Data shown |
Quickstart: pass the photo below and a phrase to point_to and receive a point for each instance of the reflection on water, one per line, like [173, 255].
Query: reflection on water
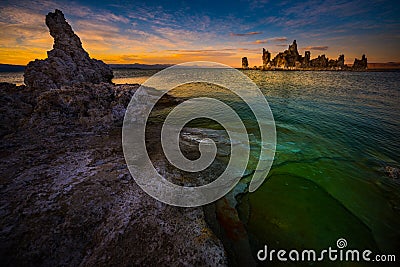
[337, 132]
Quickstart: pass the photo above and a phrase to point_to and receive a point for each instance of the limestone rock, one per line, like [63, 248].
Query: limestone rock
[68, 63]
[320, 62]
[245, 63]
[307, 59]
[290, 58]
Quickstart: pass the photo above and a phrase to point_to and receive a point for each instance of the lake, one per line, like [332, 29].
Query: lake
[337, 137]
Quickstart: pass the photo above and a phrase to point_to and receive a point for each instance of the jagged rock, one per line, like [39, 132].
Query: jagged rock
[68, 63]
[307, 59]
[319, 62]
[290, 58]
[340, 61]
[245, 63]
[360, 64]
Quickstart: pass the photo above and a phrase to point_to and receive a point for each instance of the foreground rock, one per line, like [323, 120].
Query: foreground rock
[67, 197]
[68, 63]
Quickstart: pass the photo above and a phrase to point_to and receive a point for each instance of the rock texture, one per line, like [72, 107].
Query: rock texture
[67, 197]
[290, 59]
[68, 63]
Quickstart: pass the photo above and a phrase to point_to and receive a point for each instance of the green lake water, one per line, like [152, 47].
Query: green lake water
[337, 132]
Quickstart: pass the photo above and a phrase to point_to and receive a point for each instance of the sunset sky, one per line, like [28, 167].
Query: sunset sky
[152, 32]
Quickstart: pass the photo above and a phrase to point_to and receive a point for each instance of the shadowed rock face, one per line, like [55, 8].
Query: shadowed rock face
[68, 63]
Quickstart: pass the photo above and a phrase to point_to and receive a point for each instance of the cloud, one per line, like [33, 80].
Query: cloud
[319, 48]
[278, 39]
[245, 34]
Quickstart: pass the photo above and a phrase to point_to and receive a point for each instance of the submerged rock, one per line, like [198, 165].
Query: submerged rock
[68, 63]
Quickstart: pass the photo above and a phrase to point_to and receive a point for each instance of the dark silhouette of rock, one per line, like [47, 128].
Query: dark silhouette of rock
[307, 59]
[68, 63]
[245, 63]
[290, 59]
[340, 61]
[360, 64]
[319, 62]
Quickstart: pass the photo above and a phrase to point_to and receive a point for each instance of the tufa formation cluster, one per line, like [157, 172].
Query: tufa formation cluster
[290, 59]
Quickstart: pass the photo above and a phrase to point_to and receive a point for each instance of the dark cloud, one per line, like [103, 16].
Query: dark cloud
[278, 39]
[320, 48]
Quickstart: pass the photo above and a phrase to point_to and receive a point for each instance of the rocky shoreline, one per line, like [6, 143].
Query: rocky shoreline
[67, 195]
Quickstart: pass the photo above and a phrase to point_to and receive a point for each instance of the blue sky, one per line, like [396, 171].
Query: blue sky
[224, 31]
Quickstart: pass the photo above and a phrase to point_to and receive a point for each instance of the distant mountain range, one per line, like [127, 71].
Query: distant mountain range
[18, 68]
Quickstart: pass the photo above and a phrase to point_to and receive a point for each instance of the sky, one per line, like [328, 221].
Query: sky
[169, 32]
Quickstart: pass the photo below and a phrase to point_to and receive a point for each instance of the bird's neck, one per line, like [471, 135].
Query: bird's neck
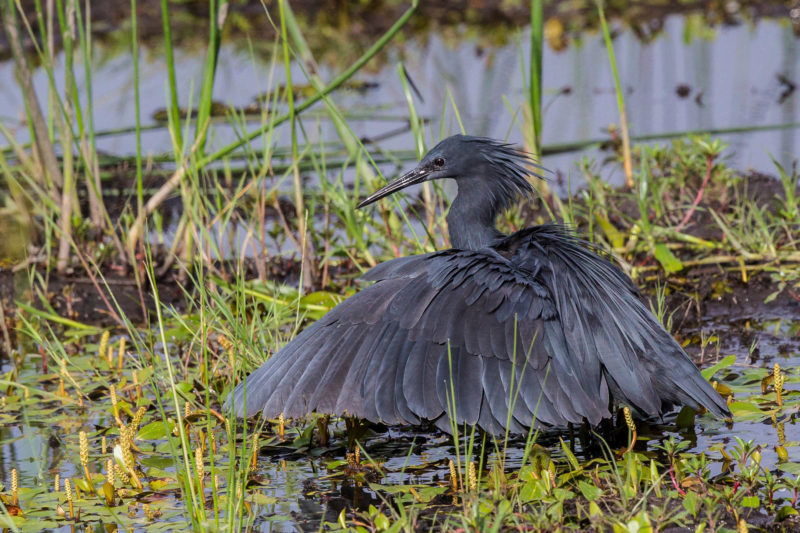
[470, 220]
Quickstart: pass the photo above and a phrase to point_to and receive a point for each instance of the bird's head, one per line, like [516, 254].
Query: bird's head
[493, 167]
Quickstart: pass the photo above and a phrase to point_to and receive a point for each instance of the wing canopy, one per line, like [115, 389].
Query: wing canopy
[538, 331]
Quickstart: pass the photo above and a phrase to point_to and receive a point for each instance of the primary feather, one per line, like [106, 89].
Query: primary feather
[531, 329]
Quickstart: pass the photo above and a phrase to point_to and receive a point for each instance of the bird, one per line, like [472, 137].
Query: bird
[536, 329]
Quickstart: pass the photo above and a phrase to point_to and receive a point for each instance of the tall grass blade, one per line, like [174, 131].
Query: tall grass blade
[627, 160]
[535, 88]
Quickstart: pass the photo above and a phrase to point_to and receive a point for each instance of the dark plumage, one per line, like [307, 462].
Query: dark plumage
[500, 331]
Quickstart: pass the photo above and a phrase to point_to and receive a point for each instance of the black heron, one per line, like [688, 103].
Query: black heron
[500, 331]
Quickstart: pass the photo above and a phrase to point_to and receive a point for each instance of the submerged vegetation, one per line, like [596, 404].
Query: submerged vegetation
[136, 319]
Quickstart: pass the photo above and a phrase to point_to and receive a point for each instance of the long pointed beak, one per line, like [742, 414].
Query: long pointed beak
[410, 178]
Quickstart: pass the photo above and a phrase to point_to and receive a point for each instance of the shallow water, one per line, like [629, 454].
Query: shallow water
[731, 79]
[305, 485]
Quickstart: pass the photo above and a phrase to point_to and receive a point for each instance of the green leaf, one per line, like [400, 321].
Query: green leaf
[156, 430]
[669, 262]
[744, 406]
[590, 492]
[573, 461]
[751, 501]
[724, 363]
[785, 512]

What to work on | Repeat exactly, and only, the lines from the line containing "like [742, 414]." through the last line of the records above, both included.

Expected answer |
Quickstart: pass the photo above and a phrase to point_to and receive a point for each instance of the long pointed beak, one per line, like [742, 414].
Query: long pointed beak
[410, 178]
Quickstart: pass the photo above and a phrase to point_to and receive a point for each instance of the shallow water, one per line, like [629, 454].
Query: shallow water
[731, 79]
[305, 485]
Quickstart: pass the photo above and a phrase to point_to and receive a point for each instance of the green leaf, one per line, like [400, 321].
Query: green leaf
[156, 430]
[669, 262]
[744, 406]
[590, 492]
[573, 461]
[751, 501]
[724, 363]
[785, 512]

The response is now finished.